» Written exercise
Copy every line of the data in full, from its start through the line with "158, 63, 176, 70", shifting each bounding-box coordinate in the answers by -121. Leave the pictures out.

» Extracted entries
--------

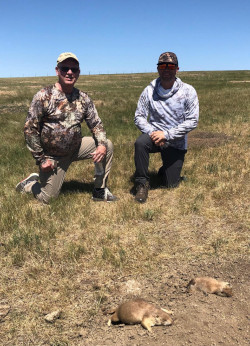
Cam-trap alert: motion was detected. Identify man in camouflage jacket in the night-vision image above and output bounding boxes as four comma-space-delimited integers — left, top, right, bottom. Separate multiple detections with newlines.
135, 52, 199, 203
16, 53, 117, 203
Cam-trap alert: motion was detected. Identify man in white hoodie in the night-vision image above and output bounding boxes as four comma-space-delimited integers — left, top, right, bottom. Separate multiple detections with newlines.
135, 52, 199, 203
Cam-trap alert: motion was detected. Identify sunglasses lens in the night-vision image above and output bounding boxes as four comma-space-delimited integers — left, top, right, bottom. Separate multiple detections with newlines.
168, 64, 176, 70
158, 64, 167, 70
60, 66, 79, 73
158, 63, 176, 70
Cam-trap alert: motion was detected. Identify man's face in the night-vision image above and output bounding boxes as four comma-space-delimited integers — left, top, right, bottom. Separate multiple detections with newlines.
157, 63, 179, 82
56, 59, 80, 87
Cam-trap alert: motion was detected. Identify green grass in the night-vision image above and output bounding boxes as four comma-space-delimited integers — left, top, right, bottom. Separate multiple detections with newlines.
0, 71, 250, 345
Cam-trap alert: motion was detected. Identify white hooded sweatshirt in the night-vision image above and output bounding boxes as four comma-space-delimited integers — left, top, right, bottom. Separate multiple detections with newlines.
135, 78, 199, 150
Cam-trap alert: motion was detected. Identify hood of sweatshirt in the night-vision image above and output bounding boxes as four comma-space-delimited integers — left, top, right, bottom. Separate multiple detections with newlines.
150, 77, 183, 101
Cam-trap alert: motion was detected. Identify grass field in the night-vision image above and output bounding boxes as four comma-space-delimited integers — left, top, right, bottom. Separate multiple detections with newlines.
0, 71, 250, 345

--------

» Solution
Cam-trap alert: motion was detected. Identify man in camouflage jacket in the night-vision image above and output bounding boxes as four comma-space-delimited integers — left, top, right, bottom. Separate multiple detections with newlines.
14, -69, 78, 82
-105, -68, -4, 82
Cam-trap alert: motion was detected. Identify man in white hoodie in the night-vision image above and output bounding boxes as four comma-space-delimited integers — left, top, right, bottom. Separate multiple detections with newlines.
14, -69, 78, 82
Cam-trap alert: motion was detected. Identify sunglasses lens in the night-vision image above and output bounding boxes as four comma-space-delimited integers — left, top, right, bottom. Separate multiple detections with newlines.
47, -57, 55, -51
37, -57, 46, -51
-61, -55, -42, -48
37, -58, 55, -51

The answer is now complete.